### EXERCISE BRIEF
Could you give these lines again with "instance" switched to "occurrence" throughout and everything else left unchanged?

## START

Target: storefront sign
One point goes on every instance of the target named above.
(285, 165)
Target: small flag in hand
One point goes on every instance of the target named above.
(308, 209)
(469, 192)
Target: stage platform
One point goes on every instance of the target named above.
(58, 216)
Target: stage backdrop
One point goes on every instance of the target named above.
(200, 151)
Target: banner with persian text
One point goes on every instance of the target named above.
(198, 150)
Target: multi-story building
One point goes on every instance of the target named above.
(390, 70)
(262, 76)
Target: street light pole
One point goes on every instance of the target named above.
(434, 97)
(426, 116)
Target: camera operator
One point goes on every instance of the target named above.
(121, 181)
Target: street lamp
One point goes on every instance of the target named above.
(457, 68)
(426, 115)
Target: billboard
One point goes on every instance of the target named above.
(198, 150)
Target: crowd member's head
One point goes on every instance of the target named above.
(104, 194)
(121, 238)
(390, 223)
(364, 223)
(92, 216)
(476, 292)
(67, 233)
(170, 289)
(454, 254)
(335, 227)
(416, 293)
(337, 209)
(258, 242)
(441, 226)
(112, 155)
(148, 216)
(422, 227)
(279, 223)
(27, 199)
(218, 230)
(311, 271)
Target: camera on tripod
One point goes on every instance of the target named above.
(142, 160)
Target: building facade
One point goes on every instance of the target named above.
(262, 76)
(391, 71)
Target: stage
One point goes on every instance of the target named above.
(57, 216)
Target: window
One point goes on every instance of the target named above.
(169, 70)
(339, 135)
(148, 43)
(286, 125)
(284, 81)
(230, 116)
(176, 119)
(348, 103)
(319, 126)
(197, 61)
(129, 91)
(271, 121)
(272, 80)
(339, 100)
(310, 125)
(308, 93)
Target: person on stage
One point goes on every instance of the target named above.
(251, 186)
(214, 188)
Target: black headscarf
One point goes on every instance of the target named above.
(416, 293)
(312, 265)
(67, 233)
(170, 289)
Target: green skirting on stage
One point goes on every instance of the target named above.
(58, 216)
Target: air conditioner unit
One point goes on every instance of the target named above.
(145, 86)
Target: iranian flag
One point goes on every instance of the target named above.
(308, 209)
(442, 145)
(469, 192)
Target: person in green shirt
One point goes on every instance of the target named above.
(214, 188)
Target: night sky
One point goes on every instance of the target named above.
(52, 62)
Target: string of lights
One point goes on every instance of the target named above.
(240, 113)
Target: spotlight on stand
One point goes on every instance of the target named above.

## END

### EXERCISE RESULT
Target: storefront sign
One point goes on every occurrence of the target named above.
(285, 165)
Target: small flag in hand
One point goes on every occurrence of the target named above.
(308, 209)
(469, 192)
Target: stage platform
One point goes on every occurrence of the target named above.
(58, 216)
Target: stage backdrop
One point goes on every occurrence of the target named above.
(200, 151)
Target: banner with persian text
One point goes on every occurrence of the target named above.
(198, 150)
Target: multi-story building
One point goes on every occurrence of the target named above.
(390, 70)
(262, 76)
Target: street light pole
One point goes on every occurrence of the target named above.
(434, 97)
(426, 116)
Target: camera operator
One point goes on every occurrence of the target named above.
(121, 181)
Target: street lamp
One point goes on every occurrence of the target named above.
(457, 68)
(426, 115)
Target: billboard
One point goes on every occurrence of the target named above.
(198, 150)
Target: crowd member's head
One point goes on every occurrence of the target named above.
(104, 194)
(121, 238)
(390, 223)
(364, 223)
(92, 216)
(476, 292)
(67, 233)
(170, 289)
(454, 254)
(335, 227)
(416, 293)
(337, 209)
(258, 242)
(441, 226)
(112, 155)
(148, 216)
(422, 227)
(279, 223)
(27, 199)
(218, 230)
(311, 271)
Target: camera on tripod
One point goes on every occurrence of the target named above.
(142, 160)
Target: building facade
One point goes on every occurrence of the target named above.
(262, 76)
(391, 71)
Target: stage
One point goes on every occurrence of the target named above.
(57, 216)
Target: window
One point goes on every occurrence of the target named above.
(169, 70)
(339, 135)
(148, 43)
(286, 125)
(284, 81)
(230, 116)
(176, 119)
(348, 103)
(319, 126)
(197, 61)
(129, 91)
(271, 121)
(272, 80)
(339, 100)
(310, 125)
(308, 93)
Target: person on stage
One point goes on every occurrence of the target named above.
(251, 186)
(214, 188)
Target: black headscarf
One point goes on every occurrence of the target named above.
(416, 293)
(312, 265)
(67, 233)
(170, 289)
Target: green skirting on stage
One point goes on every occurrence of the target named above.
(58, 216)
Target: air conditioner unit
One point goes on every occurrence of the target named above.
(145, 86)
Target: iranian flag
One point goes on every occurrence of the target named above.
(308, 209)
(442, 145)
(469, 192)
Target: person in green shirt
One point goes on every occurrence of the target named above.
(214, 188)
Target: night sky
One point goes on every occurrence of the target named above.
(52, 62)
Target: string of lights
One point goes on every occurrence of the target named above.
(240, 113)
Target: spotlight on stand
One point goes on every occurrence of the target named above.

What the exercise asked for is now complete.